§ Verilen Metin
10. Hukuk Dairesi 2019/1791 E. , 2020/422 K.
"İçtihat Metni"Bölge Adliye
Mahkemesi : ...Bölge Adliye Mahkemesi 10. Hukuk Dairesi
Dava, Bağ-Kur sigortalılık tespiti ve yapılandırmadan yararlanması gerektiğinin tespiti istemine ilişkindir.
İlk Derece Mahkemesince, hükümde belirtilen gerekçelerle davanın reddine dair verilen karara karşı davacı vekilince istinaf yoluna başvurulması üzerine, ...Bölge Adliye Mahkemesi 10. Hukuk Dairesince istinaf isteminin kabulü ile davanın kabulüne karar verilmiştir.
...Bölge Adliye Mahkemesi 10. Hukuk Dairesince verilen kararın temyizen incelenmesi davalı Kurum vekili tarafından istenmesi üzerine, temyiz isteğinin süresinde olduğu anlaşıldıktan ve Tetkik Hâkimi ... tarafından düzenlenen raporla dosyadaki kâğıtlar okunduktan sonra işin gereği düşünüldü ve aşağıdaki karar tespit edildi.

§ Sağlanan Veriler

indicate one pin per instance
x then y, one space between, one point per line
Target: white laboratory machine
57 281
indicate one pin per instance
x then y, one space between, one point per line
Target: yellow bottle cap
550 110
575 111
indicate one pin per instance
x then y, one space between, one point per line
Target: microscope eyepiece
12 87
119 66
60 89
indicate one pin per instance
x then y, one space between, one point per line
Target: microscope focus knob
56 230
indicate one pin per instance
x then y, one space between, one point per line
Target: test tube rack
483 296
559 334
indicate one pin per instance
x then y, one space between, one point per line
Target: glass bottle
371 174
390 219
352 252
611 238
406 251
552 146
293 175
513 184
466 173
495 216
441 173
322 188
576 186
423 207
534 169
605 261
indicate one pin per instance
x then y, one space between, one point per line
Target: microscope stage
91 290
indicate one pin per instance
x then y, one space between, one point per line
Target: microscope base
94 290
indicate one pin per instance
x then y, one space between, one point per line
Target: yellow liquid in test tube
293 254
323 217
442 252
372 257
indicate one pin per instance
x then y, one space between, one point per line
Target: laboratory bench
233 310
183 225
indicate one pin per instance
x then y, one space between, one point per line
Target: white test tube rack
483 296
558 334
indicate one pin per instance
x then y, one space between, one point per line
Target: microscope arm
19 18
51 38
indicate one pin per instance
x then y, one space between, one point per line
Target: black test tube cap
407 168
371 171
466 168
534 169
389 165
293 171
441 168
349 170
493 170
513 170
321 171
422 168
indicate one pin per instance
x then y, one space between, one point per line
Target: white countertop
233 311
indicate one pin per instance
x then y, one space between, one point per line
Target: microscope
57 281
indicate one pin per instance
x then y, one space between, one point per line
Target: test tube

§ Yazılı Görevler
1. Karar metninde "İlk Derece Mahkemesince" sözcükleriyle başlayan paragrafı, ana bilgilerini koruyarak daha kısa biçimde yeniden yazın.
2. Karar metnine göre Bölge Adliye Mahkemesi 10. Hukuk Dairesinin kararının temyizen incelenmesini kim istemiştir?
3. Karar metninin "10. Hukuk Dairesi 2019/1791" ifadesini içeren sözcüklerle açılıp "karar tespit edildi." ile kapanan bölümünü değiştirmeden çıktı olarak verin.

§ Yanıt Listesi
1. İlk Derece Mahkemesi davayı reddetti. Davacı vekili istinaf yoluna başvurdu. Bunun üzerine Bölge Adliye Mahkemesi 10. Hukuk Dairesi istinaf istemini kabul etti ve davanın kabulüne karar verdi.

2. Davalı Kurum vekili.

3.
10. Hukuk Dairesi 2019/1791 E. , 2020/422 K.
"İçtihat Metni"Bölge Adliye
Mahkemesi : ...Bölge Adliye Mahkemesi 10. Hukuk Dairesi
Dava, Bağ-Kur sigortalılık tespiti ve yapılandırmadan yararlanması gerektiğinin tespiti istemine ilişkindir.
İlk Derece Mahkemesince, hükümde belirtilen gerekçelerle davanın reddine dair verilen karara karşı davacı vekilince istinaf yoluna başvurulması üzerine, ...Bölge Adliye Mahkemesi 10. Hukuk Dairesince istinaf isteminin kabulü ile davanın kabulüne karar verilmiştir.
...Bölge Adliye Mahkemesi 10. Hukuk Dairesince verilen kararın temyizen incelenmesi davalı Kurum vekili tarafından istenmesi üzerine, temyiz isteğinin süresinde olduğu anlaşıldıktan ve Tetkik Hâkimi ... tarafından düzenlenen raporla dosyadaki kâğıtlar okunduktan sonra işin gereği düşünüldü ve aşağıdaki karar tespit edildi.